■ **Request**
Please repeat every line of the listing below, keeping each character and line break unchanged.

[START OF The input]

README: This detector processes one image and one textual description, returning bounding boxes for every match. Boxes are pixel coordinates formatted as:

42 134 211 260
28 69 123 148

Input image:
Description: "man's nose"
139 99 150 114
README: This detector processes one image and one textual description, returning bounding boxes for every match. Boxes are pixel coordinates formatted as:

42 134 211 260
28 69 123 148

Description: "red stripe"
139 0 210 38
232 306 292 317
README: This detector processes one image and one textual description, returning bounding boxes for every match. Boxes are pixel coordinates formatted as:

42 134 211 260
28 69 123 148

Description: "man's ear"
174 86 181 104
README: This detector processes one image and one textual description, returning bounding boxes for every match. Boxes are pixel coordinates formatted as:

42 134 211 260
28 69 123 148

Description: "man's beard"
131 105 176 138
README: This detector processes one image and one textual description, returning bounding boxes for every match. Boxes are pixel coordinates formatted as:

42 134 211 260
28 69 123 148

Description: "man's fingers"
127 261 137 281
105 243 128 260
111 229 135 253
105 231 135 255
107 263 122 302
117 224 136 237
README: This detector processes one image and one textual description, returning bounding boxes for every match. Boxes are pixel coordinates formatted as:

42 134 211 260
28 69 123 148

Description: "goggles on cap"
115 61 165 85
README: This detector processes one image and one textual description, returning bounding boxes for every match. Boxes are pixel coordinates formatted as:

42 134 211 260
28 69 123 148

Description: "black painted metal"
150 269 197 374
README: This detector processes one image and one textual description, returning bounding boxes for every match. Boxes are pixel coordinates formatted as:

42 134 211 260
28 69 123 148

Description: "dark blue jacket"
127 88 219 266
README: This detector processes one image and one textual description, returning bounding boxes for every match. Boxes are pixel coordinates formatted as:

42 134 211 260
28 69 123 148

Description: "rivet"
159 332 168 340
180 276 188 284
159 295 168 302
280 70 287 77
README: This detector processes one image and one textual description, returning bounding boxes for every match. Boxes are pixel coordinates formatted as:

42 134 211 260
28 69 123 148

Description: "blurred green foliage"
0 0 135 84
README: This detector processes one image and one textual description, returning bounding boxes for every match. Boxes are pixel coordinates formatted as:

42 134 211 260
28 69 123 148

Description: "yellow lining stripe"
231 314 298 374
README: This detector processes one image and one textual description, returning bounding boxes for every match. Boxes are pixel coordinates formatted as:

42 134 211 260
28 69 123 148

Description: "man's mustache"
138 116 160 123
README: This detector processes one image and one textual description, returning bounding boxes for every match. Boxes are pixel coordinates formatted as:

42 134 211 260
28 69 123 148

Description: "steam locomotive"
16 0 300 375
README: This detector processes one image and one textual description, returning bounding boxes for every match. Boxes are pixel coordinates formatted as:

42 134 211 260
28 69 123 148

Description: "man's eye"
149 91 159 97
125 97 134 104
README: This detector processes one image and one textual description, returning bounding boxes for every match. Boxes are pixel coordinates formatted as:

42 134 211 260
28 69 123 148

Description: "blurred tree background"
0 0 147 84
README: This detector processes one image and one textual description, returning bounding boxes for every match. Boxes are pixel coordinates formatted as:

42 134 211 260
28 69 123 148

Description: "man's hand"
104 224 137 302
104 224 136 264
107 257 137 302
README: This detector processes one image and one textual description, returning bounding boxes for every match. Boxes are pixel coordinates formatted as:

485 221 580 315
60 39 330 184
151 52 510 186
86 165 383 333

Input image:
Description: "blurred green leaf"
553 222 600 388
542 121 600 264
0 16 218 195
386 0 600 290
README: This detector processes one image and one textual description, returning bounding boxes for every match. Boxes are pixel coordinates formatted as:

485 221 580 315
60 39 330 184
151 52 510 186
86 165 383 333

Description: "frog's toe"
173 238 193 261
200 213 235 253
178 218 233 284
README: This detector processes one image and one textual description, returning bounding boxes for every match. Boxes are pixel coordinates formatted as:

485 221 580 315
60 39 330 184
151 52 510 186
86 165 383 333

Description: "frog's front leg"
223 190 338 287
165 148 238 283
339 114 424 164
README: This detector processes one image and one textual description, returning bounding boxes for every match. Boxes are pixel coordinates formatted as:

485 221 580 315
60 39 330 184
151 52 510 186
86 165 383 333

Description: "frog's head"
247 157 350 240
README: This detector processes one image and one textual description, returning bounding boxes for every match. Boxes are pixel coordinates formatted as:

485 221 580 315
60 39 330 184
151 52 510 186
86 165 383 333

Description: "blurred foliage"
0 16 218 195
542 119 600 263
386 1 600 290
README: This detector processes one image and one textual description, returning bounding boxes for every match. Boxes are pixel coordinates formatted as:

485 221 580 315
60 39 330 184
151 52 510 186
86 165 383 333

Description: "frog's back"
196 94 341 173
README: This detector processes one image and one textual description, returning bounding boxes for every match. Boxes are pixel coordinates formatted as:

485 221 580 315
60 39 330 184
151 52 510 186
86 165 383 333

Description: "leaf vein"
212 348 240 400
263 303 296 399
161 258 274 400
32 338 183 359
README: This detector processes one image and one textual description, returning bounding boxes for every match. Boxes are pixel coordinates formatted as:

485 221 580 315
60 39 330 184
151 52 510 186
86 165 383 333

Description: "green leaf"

[END OF The input]

■ **Result for this task**
README: This detector processes one image and one textual description, returning bounding boxes for every match. Boxes are pixel coordinates formatted as:

42 134 211 260
28 69 123 148

Input image:
Description: "man's nose"
139 99 150 114
README: This detector processes one image and one textual description, returning bounding boxes for every match. Boxes are pixel coordinates formatted as:

42 134 211 260
28 69 123 148

Description: "red stripe"
139 0 210 38
232 306 292 317
README: This detector processes one image and one textual description, returning bounding boxes for every match. Boxes are pixel coordinates formatted as:

42 134 211 260
28 69 123 148

Description: "man's ear"
174 86 181 104
README: This detector processes one image and one textual description, returning bounding boxes for every match. Boxes are pixel coordinates formatted as:

42 134 211 260
28 69 123 148

Description: "man's beard"
131 105 176 138
README: This detector processes one image and one textual description, returning bounding boxes for every match. Boxes are pixel coordinates formatted as:

42 134 211 260
28 69 123 148

Description: "man's fingers"
127 261 137 281
105 243 128 260
111 229 135 253
105 231 135 255
107 263 122 302
117 224 136 237
README: This detector processes one image and one textual description, returning bounding boxes for every match. Boxes are pixel coordinates formatted as:

42 134 211 260
28 69 123 148

Description: "goggles on cap"
115 61 165 85
README: This detector processes one image and one textual description, returning bounding boxes for every match. Boxes are pixel coordinates formatted as:

42 134 211 260
28 69 123 148

Description: "black painted metal"
150 269 197 374
README: This detector processes one image and one textual description, returning bounding boxes for every match. Boxes are pixel coordinates formatted as:

42 134 211 260
28 69 123 148

Description: "dark blue jacket"
127 88 219 266
README: This detector processes one image and one textual description, returning bounding boxes for every match. Boxes are pixel coordinates formatted as:

42 134 211 260
28 69 123 148

Description: "rivet"
159 332 168 340
180 276 188 284
159 295 168 302
280 70 287 77
README: This detector processes one image and one textual description, returning bounding boxes for every match. Boxes are pixel coordinates formatted as:

42 134 211 260
28 69 123 148

Description: "blurred green foliage"
0 0 135 84
README: This detector processes one image and one textual description, returning bounding boxes for every match. Boxes are pixel coordinates formatted as:

42 134 211 260
28 69 123 148

Description: "yellow lining stripe"
231 314 298 374
README: This detector processes one image and one textual description, returning bounding boxes for every match. Boxes are pixel coordinates formatted as:

42 134 211 260
28 69 123 148

Description: "man's mustache"
138 116 160 123
README: This detector processes one image and one textual description, returning bounding boxes for every match. Boxes are pixel coordinates formatted as:

42 134 211 260
28 69 123 148

Description: "steam locomotive"
16 0 300 375
README: This detector processes one image and one textual description, returning bounding boxes for every match. Boxes are pixel coordinates formatted as:

42 134 211 260
28 69 123 148

Description: "man's eye"
149 91 159 97
125 97 134 104
README: This detector processes one image and one textual description, returning bounding boxes for every match. Boxes are pixel coordinates formatted as:

42 134 211 260
28 69 123 148

Description: "blurred tree background"
0 0 147 84
README: This detector processes one image and one textual description, returning bounding boxes for every match. Boxes are pixel coordinates formatted as:

42 134 211 260
28 69 123 148

Description: "man's hand"
104 224 137 302
104 224 136 264
107 257 137 302
README: This detector processes one image and one textual description, returning bounding boxes for every match. Boxes are pixel coordinates formatted as:

485 221 580 315
60 39 330 184
151 52 510 186
86 165 383 333

Input image:
Description: "blurred green leaf"
553 222 600 388
542 121 600 264
0 16 218 195
386 0 600 290
README: This detector processes one image and one textual description, returning bounding boxes for every match. Boxes are pixel coordinates formatted as:

485 221 580 315
60 39 330 184
151 52 510 186
86 165 383 333

Description: "frog's toe"
173 238 193 261
200 213 235 253
178 218 233 284
README: This detector processes one image and one textual description, returning bounding boxes for every match. Boxes are pixel coordinates formatted as:

485 221 580 315
60 39 330 184
151 52 510 186
86 165 383 333

Description: "frog's front leg"
223 190 338 287
165 148 238 283
339 114 424 164
README: This detector processes one image and one textual description, returning bounding boxes for every match. Boxes are pixel coordinates formatted as:

485 221 580 315
60 39 330 184
151 52 510 186
86 165 383 333

Description: "frog's head"
247 157 350 240
README: This detector processes one image and one textual description, returning bounding boxes for every match. Boxes are pixel coordinates formatted as:

485 221 580 315
60 39 330 184
151 52 510 186
86 165 383 333

Description: "blurred foliage"
0 16 218 195
542 119 600 263
386 1 600 290
README: This detector processes one image and one textual description, returning bounding boxes for every match. Boxes are pixel coordinates formatted as:

485 221 580 315
60 39 330 184
151 52 510 186
86 165 383 333

Description: "frog's back"
196 94 341 173
README: This detector processes one image and one textual description, returning bounding boxes for every match. Boxes are pixel coordinates formatted as:

485 221 580 315
60 39 330 184
151 52 510 186
86 165 383 333

Description: "leaf vein"
212 348 240 400
263 303 296 399
161 258 274 400
32 338 183 359
README: This detector processes one image and one textual description, returning bounding boxes for every match. Boxes are pixel coordinates formatted as:

485 221 580 315
60 39 330 184
151 52 510 186
86 165 383 333

Description: "green leaf"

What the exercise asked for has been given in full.